- _WORK ORDER_
Copy exactly, and only, the lines from the line containing "Where can the path" through the last line of the records below, both included.

- _Data excerpts_
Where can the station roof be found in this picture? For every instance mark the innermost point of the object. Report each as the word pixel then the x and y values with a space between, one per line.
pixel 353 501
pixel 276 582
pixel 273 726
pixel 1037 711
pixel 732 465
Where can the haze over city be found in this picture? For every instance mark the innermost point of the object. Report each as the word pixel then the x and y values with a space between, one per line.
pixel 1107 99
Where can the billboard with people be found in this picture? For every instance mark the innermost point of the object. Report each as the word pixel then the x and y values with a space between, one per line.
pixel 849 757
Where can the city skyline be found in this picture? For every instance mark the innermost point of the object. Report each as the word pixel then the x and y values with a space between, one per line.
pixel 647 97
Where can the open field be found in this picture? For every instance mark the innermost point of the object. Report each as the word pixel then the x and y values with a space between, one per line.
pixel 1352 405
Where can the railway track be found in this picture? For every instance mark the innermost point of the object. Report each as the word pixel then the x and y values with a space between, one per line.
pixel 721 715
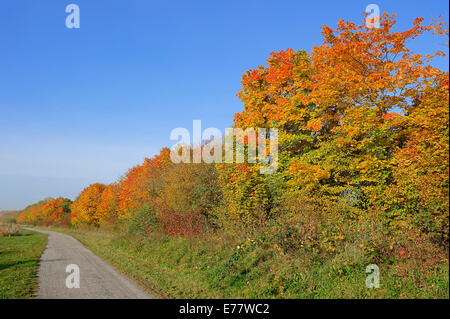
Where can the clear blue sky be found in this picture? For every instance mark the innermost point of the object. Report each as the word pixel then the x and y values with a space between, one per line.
pixel 83 105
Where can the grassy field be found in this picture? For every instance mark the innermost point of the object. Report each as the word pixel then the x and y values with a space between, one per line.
pixel 192 268
pixel 19 257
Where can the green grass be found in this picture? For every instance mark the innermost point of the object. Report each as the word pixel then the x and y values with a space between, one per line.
pixel 192 268
pixel 19 259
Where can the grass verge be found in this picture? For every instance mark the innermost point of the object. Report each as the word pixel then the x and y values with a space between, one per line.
pixel 19 260
pixel 192 268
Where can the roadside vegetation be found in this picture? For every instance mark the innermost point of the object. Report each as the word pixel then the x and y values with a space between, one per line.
pixel 20 252
pixel 362 179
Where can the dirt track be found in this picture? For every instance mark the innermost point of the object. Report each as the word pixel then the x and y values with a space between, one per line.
pixel 98 280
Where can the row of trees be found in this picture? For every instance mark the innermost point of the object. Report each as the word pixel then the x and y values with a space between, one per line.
pixel 363 126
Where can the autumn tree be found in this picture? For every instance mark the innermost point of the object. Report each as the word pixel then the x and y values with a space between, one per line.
pixel 85 207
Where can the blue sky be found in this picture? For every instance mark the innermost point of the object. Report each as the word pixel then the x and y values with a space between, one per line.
pixel 79 106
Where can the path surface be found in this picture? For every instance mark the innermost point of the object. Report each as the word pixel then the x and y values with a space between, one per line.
pixel 98 280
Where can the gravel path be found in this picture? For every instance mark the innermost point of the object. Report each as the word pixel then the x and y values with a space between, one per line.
pixel 97 279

- _TASK RESULT_
Where can the path surface be found in this picture? For every instance mark the innermost point of the object. Report each as the word pixel then the x and y values with a space between, one per line.
pixel 98 280
Where can the gravel path be found in this picture? For every instance mark the innermost point of the object. Report each as the word pixel then the x and y values with a space between, one per line.
pixel 97 279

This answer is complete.